*** Opening of DOCUMENT SECTION ***
Learnings from 1,000+ Near-Death Experiences — Dr. Bruce Greyson

Psychiatrist Dr. Bruce Greyson shares 50 years of near-death experience research, including verified out-of-body cases that defy materialist explanation.

Learnings from 1,000+ Near-Death Experiences — Dr. Bruce Greyson
The guest

Dr. Bruce Greyson — Psychiatrist and professor at the University of Virginia who has studied near-death experiences for over 50 years, developed the standard NDE scale, and authored the book 'After'.

The gist

Tim Ferriss interviews Dr. Bruce Greyson, a psychiatrist who spent five decades scientifically investigating near-death experiences (NDEs) after an early patient accurately described events she could not have witnessed while unconscious. Greyson explains how he built a database of over a thousand validated cases, developed the 16-item NDE scale used worldwide, and systematically tested materialist explanations like oxygen deprivation and drugs, none of which held up. He recounts striking corroborated cases, including a surgeon who flapped his arms like a bird and a patient who learned of a death no one yet knew about. Greyson, who began as and remains a skeptic but is no longer a materialist, argues the mind may be filtered rather than created by the brain, while emphasizing that his clinical interest is in how NDEs transform people's lives.
*** Close of DOCUMENT SECTION ***
WORK TO COMPLETE
1. Set down the text of the Greyson interview summary between "Dr. Bruce Greyson —" and "the book 'After'.", inclusive.
2. According to the Greyson interview summary, how many items make up the near-death experience scale Greyson developed?
*** Opening of EXCERPTED DATA ***
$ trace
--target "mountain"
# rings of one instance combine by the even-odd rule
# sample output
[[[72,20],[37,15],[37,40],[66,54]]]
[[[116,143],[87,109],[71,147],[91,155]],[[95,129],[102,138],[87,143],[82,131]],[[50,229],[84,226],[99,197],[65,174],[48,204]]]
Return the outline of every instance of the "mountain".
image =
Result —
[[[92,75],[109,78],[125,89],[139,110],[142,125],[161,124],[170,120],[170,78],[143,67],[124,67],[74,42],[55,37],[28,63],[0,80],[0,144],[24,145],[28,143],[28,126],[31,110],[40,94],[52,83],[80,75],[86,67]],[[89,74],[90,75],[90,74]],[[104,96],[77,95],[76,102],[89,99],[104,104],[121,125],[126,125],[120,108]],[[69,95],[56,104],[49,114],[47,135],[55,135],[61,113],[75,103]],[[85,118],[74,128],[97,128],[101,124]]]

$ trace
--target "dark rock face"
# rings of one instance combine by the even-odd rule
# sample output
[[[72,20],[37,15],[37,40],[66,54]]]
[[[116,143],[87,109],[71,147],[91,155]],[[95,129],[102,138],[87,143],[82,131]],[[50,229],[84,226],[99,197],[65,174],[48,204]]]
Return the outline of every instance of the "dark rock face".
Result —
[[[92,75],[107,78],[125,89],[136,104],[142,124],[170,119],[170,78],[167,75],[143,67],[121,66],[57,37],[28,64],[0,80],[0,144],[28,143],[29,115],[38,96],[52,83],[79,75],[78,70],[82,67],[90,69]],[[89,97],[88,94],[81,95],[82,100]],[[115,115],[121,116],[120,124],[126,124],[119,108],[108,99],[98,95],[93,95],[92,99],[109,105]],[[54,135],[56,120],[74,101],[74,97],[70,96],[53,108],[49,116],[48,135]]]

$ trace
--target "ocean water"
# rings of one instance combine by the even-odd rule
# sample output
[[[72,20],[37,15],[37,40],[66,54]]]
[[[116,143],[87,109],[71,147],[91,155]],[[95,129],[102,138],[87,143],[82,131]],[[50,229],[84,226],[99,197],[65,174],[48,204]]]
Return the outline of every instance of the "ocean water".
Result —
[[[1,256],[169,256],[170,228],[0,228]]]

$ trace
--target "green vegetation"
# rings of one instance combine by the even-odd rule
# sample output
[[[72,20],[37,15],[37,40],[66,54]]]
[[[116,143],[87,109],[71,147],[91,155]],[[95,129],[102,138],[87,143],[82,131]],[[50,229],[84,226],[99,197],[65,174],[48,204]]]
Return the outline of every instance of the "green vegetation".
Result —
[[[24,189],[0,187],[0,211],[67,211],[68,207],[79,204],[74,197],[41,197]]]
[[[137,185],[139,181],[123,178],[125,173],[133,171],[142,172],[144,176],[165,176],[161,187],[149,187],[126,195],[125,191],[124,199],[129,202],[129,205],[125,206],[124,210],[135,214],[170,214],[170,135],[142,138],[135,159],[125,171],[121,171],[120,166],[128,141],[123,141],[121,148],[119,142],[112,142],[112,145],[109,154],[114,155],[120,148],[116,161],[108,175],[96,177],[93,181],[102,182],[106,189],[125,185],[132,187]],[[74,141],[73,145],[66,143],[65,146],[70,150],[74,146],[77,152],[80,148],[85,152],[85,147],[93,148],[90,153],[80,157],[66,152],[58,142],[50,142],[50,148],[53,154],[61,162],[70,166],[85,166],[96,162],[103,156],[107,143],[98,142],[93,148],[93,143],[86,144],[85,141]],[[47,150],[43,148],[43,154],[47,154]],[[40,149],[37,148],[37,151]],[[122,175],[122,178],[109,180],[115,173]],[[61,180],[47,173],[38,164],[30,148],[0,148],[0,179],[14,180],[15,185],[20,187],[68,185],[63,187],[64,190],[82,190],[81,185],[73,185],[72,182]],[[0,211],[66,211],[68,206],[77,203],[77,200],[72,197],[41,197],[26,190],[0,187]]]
*** Close of EXCERPTED DATA ***
TASK RESULTS
1.
Dr. Bruce Greyson — Psychiatrist and professor at the University of Virginia who has studied near-death experiences for over 50 years, developed the standard NDE scale, and authored the book 'After'.

2. 16 items.